Aim
Reproduce the listing below word for word, omitting the picture.

— Start Stored rows —

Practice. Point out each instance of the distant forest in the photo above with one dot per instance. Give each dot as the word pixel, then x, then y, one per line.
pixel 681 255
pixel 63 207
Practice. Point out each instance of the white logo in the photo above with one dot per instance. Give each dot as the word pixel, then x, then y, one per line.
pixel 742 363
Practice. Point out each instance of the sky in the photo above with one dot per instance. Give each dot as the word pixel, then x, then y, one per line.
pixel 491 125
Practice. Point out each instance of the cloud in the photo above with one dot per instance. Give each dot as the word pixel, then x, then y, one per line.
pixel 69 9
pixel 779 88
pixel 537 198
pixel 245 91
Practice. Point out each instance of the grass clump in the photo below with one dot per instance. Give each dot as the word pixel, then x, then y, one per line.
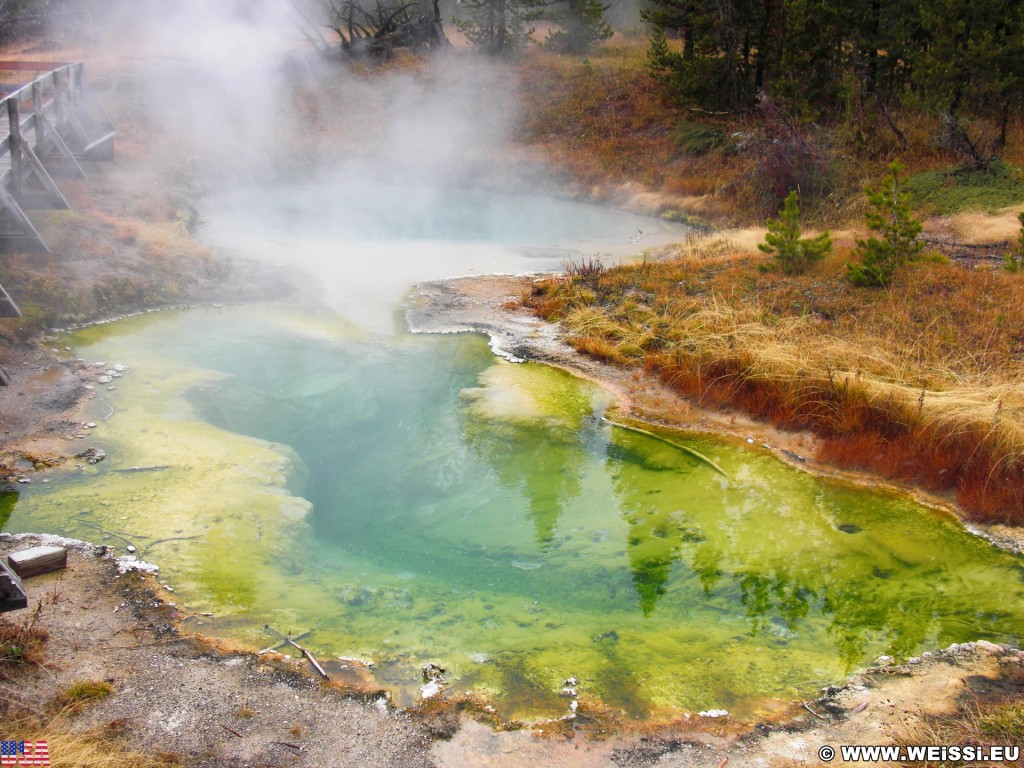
pixel 22 641
pixel 697 139
pixel 74 748
pixel 793 254
pixel 83 692
pixel 952 190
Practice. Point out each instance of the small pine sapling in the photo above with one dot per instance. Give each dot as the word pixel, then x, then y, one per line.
pixel 1015 259
pixel 890 216
pixel 793 253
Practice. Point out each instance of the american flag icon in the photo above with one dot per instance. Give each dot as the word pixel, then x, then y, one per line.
pixel 25 753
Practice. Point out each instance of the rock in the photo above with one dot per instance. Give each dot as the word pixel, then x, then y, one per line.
pixel 91 456
pixel 433 674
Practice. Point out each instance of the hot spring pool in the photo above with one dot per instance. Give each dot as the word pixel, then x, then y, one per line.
pixel 412 499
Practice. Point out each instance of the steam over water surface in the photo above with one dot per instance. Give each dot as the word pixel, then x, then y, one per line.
pixel 413 500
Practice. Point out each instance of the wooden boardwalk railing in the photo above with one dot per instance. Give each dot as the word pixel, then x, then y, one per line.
pixel 51 125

— End Stored rows —

Solution
Practice. Point out each instance of the distant forest in the photo above with one dot per instance. Give each dot as the word pixel, then x, then y, one per line.
pixel 681 255
pixel 63 207
Practice. Point out each instance of the white logo in the photo above with one dot per instance. Give each dot as the word pixel, then x, then y, one per line.
pixel 742 363
Practice. Point out each instance of the sky in the photo above with one dot per instance. Give each dot as the word pixel, then x, then y, one per line.
pixel 491 125
Practice. Point out each instance of the cloud in the photo above with one dot per instance. Give each dot as the word pixel, then x, then y, one per line.
pixel 69 9
pixel 779 88
pixel 537 198
pixel 245 91
Practice. Point out each instance of the grass clump in the photo below with one dot per instance. Give each dot as the word pixel, then x, then y, one per line.
pixel 22 641
pixel 697 139
pixel 74 748
pixel 793 254
pixel 83 692
pixel 952 190
Practice. Point out each instance of the small pine sapling in the photo above with one dot per instance. Give each dot as the word pixel, then x, then y, one per line.
pixel 1015 259
pixel 890 216
pixel 793 253
Practice. Point out each instance of the american flag icon in the photo above with one dot per instance. Give each dot as the word pixel, then x, then y, one per line.
pixel 25 753
Practice. Point out each instance of the rock in the photo above with one dot per instance. Give each dot as the word pixel, then x, then y, one per line.
pixel 91 456
pixel 433 674
Practice. Point out each instance of the hot spring pool in the photo above with one dot per instance. Give each dot as the word pixel, then x, then y, one per line.
pixel 412 499
Practice. Point out each instance of the steam over water surface in the photo above with one dot per instance. Give each dot as the word pixel, then x, then y, one per line.
pixel 413 500
Practice. Point out each instance of the wooden boardwalk railing in the photo above with one dot per instance. Give each dot as the word pixel, then x, then y, one per line.
pixel 51 125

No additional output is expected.